» PROBLEM STATEMENT
Reproduce the passage on China's hypersonic weapons word for word, starting at "China’s development of" and ending at "hypersonic weapons development.".

» DOCUMENT SEGMENT

========

China’s development of hypersonic weapons (HSWs) should seriously concern the U.S., as well as allies and partners. Washington must address this capability gap now—before the imbalance undermines stability in the Indo–Pacific and provides China with an operational edge in a future conflict with the U.S. The United States could—and should—quickly catch up with Chinese (and Russian) advances in HSWs for the purposes of both conventional and strategic stability, especially at a time when there are growing questions about U.S. global leadership. China’s summer launch may not exactly have been a near-Sputnik moment, but it was definitely a hypersonic shot across the bow of the American ship of state.
China is now outpacing the United States in hypersonic weapons development.
This dynamic has the potential to undermine strategic and conventional stability and deterrence in the Indo–Pacific.

========

» Segmentation labeling entries
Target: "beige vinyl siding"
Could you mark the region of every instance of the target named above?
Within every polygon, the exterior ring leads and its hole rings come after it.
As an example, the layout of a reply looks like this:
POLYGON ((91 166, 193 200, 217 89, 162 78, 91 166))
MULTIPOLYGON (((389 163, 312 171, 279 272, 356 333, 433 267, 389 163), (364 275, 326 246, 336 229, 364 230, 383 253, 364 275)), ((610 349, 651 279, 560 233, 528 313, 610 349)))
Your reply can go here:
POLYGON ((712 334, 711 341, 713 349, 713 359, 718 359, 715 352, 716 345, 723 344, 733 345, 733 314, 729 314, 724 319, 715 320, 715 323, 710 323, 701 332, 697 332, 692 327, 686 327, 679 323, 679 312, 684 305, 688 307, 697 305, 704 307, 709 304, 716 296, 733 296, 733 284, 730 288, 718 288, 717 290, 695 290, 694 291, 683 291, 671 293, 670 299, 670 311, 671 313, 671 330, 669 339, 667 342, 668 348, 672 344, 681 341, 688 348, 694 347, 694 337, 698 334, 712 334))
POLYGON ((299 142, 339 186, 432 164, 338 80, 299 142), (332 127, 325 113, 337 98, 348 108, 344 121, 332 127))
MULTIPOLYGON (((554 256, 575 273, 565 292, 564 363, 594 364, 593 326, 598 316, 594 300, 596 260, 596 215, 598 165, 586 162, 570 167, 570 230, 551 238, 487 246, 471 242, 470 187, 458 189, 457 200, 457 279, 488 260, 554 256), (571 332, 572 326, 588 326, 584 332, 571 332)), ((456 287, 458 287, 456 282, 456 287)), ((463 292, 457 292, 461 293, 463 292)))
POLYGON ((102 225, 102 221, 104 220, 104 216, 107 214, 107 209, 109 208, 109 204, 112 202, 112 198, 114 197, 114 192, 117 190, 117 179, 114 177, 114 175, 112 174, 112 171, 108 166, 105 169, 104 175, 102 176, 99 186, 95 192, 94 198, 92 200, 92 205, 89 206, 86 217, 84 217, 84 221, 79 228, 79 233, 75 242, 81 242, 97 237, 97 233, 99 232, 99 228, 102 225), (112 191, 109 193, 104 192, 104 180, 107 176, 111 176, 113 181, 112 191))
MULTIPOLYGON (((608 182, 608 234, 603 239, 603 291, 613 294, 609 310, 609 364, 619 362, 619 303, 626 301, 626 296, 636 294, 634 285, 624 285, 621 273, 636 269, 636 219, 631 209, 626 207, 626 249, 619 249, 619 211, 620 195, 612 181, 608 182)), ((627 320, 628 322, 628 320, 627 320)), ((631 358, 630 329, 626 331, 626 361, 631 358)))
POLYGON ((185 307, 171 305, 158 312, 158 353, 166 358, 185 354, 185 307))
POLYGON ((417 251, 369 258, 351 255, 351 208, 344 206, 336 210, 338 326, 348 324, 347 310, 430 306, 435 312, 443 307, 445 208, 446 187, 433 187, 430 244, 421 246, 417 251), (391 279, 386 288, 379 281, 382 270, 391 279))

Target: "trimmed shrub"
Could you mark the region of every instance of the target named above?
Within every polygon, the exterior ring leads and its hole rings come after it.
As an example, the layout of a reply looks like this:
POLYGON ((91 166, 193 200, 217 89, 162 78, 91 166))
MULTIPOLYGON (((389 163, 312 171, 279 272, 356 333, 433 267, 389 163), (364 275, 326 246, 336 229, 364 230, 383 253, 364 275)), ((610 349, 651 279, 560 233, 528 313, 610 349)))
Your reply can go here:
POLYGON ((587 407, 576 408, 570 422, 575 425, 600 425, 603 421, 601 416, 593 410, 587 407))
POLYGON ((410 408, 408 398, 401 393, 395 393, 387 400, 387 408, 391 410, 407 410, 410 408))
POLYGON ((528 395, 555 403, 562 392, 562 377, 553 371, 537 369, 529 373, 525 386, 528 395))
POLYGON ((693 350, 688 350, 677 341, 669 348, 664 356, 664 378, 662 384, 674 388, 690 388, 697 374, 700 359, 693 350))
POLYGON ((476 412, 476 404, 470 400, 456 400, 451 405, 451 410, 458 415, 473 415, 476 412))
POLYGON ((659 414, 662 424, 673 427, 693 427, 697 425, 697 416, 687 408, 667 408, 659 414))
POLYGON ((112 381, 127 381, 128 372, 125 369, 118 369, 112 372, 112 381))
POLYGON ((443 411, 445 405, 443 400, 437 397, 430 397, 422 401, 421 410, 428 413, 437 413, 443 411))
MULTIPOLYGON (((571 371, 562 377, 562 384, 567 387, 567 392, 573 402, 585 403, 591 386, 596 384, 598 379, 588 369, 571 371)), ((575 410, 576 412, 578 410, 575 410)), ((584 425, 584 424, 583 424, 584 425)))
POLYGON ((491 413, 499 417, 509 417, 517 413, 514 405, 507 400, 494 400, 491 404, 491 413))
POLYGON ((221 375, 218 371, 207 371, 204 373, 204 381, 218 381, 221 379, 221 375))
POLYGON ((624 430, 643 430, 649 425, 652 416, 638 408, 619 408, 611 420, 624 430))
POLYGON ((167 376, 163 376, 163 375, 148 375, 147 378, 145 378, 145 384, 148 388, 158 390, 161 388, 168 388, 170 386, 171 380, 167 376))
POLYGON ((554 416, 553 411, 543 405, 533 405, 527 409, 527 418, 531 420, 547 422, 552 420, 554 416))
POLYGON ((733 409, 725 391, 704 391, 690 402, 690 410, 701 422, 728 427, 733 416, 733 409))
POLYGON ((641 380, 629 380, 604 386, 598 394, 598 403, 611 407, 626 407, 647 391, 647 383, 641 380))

========

» SOLUTION FOR THIS EXERCISE
China’s development of hypersonic weapons (HSWs) should seriously concern the U.S., as well as allies and partners. Washington must address this capability gap now—before the imbalance undermines stability in the Indo–Pacific and provides China with an operational edge in a future conflict with the U.S. The United States could—and should—quickly catch up with Chinese (and Russian) advances in HSWs for the purposes of both conventional and strategic stability, especially at a time when there are growing questions about U.S. global leadership. China’s summer launch may not exactly have been a near-Sputnik moment, but it was definitely a hypersonic shot across the bow of the American ship of state.
China is now outpacing the United States in hypersonic weapons development.